## Source extract
A tughra (; ) is a calligraphic monogram, seal or signature of a sultan that was affixed to all official documents and correspondence. Inspired by the tamgha, it was also carved on his seal and stamped on the coins minted during his reign. Very elaborate decorated versions were created for important documents that were also works of art in the tradition of Ottoman illumination, such as the example of Suleiman the Magnificent in the gallery below.

The tughra was designed at the beginning of the sultan's reign and drawn by the court calligrapher or nişancı on written documents. The first tughra examples are from the 14th century.

Tughras served a purpose similar to the cartouche in ancient Egypt or the Royal Cypher of British monarchs. Every Ottoman sultan had his own individual tughra.

Etymology
There are two main schools of thought on the origins of the word tughra. The first sees it derived from a Turkic secretarial emblem called tughragh, and the second as an effort by Persian scribes to shape the name of the ruler into a bow-like element called turgha/turghay, subsequently mispronounced as tughra.

The primary argument for the first school is a remark by Mahmud al-Kashgari in his Dīwān Lughāt al-Turk:

Visual elements of a tughra

The tughra has a characteristic form, two loops on the left side, three vertical lines in the middle,  stacked writing on the bottom and two extensions to the right. Each of these elements has a specific meaning, and together they make up the form that is easily recognizable as a tughra. 

The name of the sultan is written out in the bottom section, called a sere. Depending on the period, this name can be as simple as Orhan, son of Osman, in the first tughra in 1326. In later periods honorifics and prayers are also added to the name of the tughra holder and his father.

The loops to the left of the tughra are called beyze, from Arabic meaning egg. Some interpretations of tughra design claim that the beyzes are supposed to symbolize the two seas the sultans held sway over: the outer larger loop signifying the Mediterranean and the inner, smaller loop signifying the Black Sea.

The vertical lines on the top of the tughra are called tuğ, or flagstaff. The three tugs signify independence. The S-shaped lines crossing the tugs are called zülfe and they, together with the tops of the tugs that also look to the right, signify that the winds blow from the east to the west, the traditional movement of the Ottomans.

## Stored entries
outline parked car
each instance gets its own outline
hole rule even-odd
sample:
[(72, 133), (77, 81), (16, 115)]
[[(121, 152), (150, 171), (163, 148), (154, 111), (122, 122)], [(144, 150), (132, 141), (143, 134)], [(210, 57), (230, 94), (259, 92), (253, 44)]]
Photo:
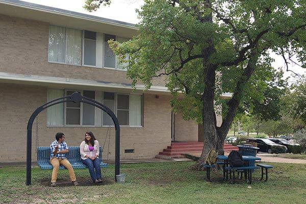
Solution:
[(238, 132), (239, 135), (245, 135), (246, 133), (245, 132)]
[(285, 139), (286, 140), (289, 141), (291, 139), (291, 138), (289, 136), (286, 136), (286, 135), (279, 135), (278, 136), (278, 138), (279, 139)]
[(277, 146), (284, 147), (284, 149), (286, 148), (285, 151), (288, 151), (288, 148), (286, 146), (276, 144), (275, 142), (268, 139), (248, 139), (246, 140), (246, 142), (257, 143), (257, 147), (259, 148), (259, 151), (271, 154), (273, 152), (273, 149), (275, 147), (277, 148)]
[(288, 150), (290, 149), (289, 146), (299, 145), (299, 144), (293, 144), (290, 143), (288, 140), (285, 139), (281, 138), (270, 138), (270, 140), (275, 143), (276, 144), (281, 144), (286, 146)]
[(233, 143), (237, 140), (237, 138), (235, 137), (229, 137), (225, 139), (225, 142), (226, 143)]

## Jobs
(1) Reproduce the tughra passage word for word, everything from "The loops to" down to "of the Ottomans.".
(2) In the tughra passage, what name is given to the loops on the left side of a tughra?

## The answers
(1)
The loops to the left of the tughra are called beyze, from Arabic meaning egg. Some interpretations of tughra design claim that the beyzes are supposed to symbolize the two seas the sultans held sway over: the outer larger loop signifying the Mediterranean and the inner, smaller loop signifying the Black Sea.

The vertical lines on the top of the tughra are called tuğ, or flagstaff. The three tugs signify independence. The S-shaped lines crossing the tugs are called zülfe and they, together with the tops of the tugs that also look to the right, signify that the winds blow from the east to the west, the traditional movement of the Ottomans.

(2) They are called beyze.